(Page text):
○ ○ ○ ○ ○

Claim Rejections - 35 USC § 112
The following is a quotation of 35 U.S.C. 112(b):
(b) CONCLUSION.—The specification shall conclude with one or more claims particularly pointing out and distinctly claiming the subject matter which the inventor or a joint inventor regards as the invention.
The following is a quotation of 35 U.S.C. 112 (pre-AIA ), second paragraph:
The specification shall conclude with one or more claims particularly pointing out and distinctly claiming the subject matter which the applicant regards as his invention.
Claims 1-20 are rejected under 35 U.S.C. 112(b) or 35 U.S.C. 112 (pre-AIA ), second paragraph, as being indefinite for failing to particularly point out and distinctly claim the subject matter which the inventor or a joint inventor (or for applications subject to pre-AIA 35 U.S.C. 112, the applicant), regards as the invention.
Claims 1, 14, and 18 recite the limitation(s) “enhance”, “enhanced”, and/or “enhancing”. The limitation(s) render(s) the claims indefinite because the term is relative and/or subjective, not defined by the claim, the specification does not provide a standard for ascertaining the requisite degree, and one of ordinary skill in the art would not be reasonably apprised of the scope of the invention. An image that has been “enhanced” may be considered to be noisy in different applications/situations. The claims and the specification do not clearly state what degree/extent of image modification is considered to be an “enhancement.”
A claim that requires the exercise of subjective judgment without restriction renders the claim indefinite. In re Musgrave, 431 F.2d 882, 893, 167 USPQ 280, 289 (CCPA 1970). Claim scope cannot depend solely on the unrestrained, subjective opinion of a particular individual purported to be practicing the invention. Datamize LLC v. Plumtree Software, Inc., 417 F.3d 1342, 1350, 75 USPQ2d 1801, 1807 (Fed. Cir. 2005)); see also Interval Licensing LLC v. AOL, Inc., 766 F.3d 1364, 1373, 112 USPQ2d 1188 (Fed. Cir. 2014).
For the purpose of further examination, the claims have been interpreted as performing a type of image modification, e.g., pre- or post-processing.
Claims 1, 14, and 18 further recite the limitation “the second series imaging modality.” There is insufficient antecedent basis for this limitation in the claims. For the purpose of further examination, the limitation has been interpreted as “the second imaging modality.”
Claims 2-13, 15-17, and 19-20 depend from claims 1, 14, and 18 and therefore inherit all of the deficiencies of claims 1, 14, and 18 discussed above.
Claim 4 further recites the limitation “look like”. The limitation renders the claim indefinite because the limitation is relative and/or subjective. It is unclear what the degree/extent of similarity is required in order to be considered “look like.” A 50% similarity may be considered to be a look alike in an application/scenario where as 100% similarity is required to be a look alike in different applications/scenarios.

○ ○ ○ ○ ○

(Study material):
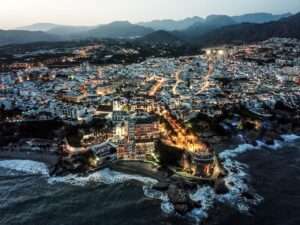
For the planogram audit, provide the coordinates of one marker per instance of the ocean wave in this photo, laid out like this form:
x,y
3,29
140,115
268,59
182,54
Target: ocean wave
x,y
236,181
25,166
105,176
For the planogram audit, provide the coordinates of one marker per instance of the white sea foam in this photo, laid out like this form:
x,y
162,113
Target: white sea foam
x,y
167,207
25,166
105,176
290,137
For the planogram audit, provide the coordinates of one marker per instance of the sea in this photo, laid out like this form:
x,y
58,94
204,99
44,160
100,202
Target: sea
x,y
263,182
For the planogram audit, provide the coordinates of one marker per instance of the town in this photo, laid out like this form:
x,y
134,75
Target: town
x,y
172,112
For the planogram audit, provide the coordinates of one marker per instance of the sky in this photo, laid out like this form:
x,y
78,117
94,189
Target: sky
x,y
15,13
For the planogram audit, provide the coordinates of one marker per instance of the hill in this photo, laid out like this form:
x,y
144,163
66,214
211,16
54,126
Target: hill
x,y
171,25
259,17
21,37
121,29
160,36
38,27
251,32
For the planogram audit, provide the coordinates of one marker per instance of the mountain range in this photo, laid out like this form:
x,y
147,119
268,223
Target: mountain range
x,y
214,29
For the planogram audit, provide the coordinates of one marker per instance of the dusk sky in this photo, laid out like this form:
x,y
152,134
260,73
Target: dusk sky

○ ○ ○ ○ ○

(Work to complete):
A: In the Section 112 rejection, rewrite everything from "The following is a quotation of 35 U.S.C. 112 (pre-AIA" down to "as his invention.", replacing "applicant" with "inventor".
B: Resume the Section 112 claim rejection text after its last sentence.

(Answers for the tasks):
A:
The following is a quotation of 35 U.S.C. 112 (pre-AIA ), second paragraph:
The specification shall conclude with one or more claims particularly pointing out and distinctly claiming the subject matter which the inventor regards as his invention.

B:
A claim that requires the exercise of subjective judgment without restriction renders the claim indefinite. In re Musgrave, 431 F.2d 882, 893, 167 USPQ 280, 289 (CCPA 1970). Claim scope cannot depend solely on the unrestrained, subjective opinion of a particular individual purported to be practicing the invention. Datamize LLC v. Plumtree Software, Inc., 417 F.3d 1342, 1350, 75 USPQ2d 1801, 1807 (Fed. Cir. 2005)); see also Interval Licensing LLC v. AOL, Inc., 766 F.3d 1364, 1373, 112 USPQ2d 1188 (Fed. Cir. 2014).
For the purpose of further examination, the claims have been interpreted as the different imaging modality images having corresponding or matching features.
Claims 5-8 depend from claim 4 and therefore inherit all of the deficiencies of claim 4 discussed above.
Claim 17 recites the limitation “[t]he at least one machine readable storage device of claim 3.” There is insufficient antecedent basis for this limitation in the claim. For the purpose of further examination, the claim has been interpreted as being dependent on claim 14.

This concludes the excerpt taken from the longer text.